## Exercise aim
Express the lines of the stored data as a JSON list of strings, one string per line and with blank lines omitted, starting at the line containing "[tag] guitar stand: a pin per instance" and ending at the last line of the stored data.

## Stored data

○ ○ ○ ○ ○ ○ ○

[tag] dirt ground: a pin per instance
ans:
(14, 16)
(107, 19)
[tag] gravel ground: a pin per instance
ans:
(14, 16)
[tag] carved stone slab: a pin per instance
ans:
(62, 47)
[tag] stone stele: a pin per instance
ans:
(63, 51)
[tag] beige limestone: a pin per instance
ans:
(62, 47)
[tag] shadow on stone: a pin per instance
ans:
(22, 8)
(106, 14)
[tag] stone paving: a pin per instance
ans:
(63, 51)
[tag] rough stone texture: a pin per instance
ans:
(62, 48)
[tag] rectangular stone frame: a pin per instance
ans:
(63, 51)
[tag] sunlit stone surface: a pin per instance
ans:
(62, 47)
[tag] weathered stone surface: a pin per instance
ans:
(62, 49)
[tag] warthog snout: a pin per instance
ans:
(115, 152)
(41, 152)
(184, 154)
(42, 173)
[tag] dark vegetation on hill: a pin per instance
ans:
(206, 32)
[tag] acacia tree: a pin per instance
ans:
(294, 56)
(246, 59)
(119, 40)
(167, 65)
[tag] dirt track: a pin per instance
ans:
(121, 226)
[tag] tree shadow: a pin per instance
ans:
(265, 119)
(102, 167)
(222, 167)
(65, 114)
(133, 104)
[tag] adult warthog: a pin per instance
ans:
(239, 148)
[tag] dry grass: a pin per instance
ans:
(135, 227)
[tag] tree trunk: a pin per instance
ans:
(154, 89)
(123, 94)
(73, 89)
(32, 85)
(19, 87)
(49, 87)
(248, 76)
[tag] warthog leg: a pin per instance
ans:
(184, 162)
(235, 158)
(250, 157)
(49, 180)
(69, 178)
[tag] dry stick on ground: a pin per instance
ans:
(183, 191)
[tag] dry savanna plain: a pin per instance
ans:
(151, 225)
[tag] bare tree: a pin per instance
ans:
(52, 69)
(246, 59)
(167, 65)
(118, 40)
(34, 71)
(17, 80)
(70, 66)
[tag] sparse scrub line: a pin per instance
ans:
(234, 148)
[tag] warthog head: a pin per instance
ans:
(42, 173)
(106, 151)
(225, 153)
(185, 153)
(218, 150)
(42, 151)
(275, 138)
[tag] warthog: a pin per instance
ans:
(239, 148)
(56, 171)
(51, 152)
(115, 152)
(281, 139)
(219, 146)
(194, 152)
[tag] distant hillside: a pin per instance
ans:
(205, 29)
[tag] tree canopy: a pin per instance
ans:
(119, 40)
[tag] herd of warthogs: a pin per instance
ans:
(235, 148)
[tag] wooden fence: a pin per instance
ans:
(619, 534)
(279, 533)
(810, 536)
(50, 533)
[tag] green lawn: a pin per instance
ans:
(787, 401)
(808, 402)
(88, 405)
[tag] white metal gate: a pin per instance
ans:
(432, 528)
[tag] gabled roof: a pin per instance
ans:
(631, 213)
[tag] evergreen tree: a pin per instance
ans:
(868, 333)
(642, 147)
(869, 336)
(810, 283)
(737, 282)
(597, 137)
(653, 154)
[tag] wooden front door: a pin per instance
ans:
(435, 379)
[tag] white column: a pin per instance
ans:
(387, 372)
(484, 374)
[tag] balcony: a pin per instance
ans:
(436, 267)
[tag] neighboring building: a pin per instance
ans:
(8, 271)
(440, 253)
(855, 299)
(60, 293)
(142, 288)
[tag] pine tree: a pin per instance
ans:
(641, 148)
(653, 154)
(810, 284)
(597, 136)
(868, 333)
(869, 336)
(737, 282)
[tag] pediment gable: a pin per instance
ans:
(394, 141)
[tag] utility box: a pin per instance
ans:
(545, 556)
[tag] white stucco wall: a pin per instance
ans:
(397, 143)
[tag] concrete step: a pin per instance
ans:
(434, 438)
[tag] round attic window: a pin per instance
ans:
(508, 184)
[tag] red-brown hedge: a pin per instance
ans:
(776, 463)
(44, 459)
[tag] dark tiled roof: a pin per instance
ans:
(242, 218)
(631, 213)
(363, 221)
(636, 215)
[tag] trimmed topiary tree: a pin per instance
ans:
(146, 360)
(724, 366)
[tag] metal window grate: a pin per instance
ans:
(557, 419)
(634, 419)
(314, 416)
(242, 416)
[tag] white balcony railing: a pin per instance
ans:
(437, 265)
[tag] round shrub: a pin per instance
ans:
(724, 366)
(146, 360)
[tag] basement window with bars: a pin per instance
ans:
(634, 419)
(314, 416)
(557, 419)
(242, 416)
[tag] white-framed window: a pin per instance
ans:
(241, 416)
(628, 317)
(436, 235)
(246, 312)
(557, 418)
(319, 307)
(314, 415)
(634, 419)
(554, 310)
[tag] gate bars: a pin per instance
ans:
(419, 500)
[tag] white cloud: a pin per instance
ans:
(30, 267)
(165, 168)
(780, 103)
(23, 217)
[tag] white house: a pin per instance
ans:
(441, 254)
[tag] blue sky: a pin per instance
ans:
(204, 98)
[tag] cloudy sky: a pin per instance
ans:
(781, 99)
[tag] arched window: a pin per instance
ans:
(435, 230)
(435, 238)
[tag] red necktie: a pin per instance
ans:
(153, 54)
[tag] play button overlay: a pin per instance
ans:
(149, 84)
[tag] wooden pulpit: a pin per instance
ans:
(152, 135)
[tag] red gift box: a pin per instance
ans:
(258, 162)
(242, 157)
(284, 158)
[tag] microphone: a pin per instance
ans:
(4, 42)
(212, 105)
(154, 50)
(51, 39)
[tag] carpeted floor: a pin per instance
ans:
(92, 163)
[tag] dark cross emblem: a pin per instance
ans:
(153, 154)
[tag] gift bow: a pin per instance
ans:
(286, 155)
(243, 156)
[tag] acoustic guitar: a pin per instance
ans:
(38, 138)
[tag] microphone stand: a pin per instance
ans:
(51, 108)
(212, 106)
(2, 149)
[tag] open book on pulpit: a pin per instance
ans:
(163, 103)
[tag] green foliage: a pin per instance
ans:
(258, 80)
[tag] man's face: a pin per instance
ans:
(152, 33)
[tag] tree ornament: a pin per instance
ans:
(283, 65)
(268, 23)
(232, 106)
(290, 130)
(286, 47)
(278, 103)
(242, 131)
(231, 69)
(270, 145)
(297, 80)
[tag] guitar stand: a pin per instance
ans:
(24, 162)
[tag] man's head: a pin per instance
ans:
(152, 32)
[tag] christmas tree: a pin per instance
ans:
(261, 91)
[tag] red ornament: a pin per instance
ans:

○ ○ ○ ○ ○ ○ ○

## Correct response
[
  "[tag] guitar stand: a pin per instance",
  "ans:",
  "(24, 162)",
  "[tag] man's head: a pin per instance",
  "ans:",
  "(152, 32)",
  "[tag] christmas tree: a pin per instance",
  "ans:",
  "(261, 91)",
  "[tag] red ornament: a pin per instance",
  "ans:"
]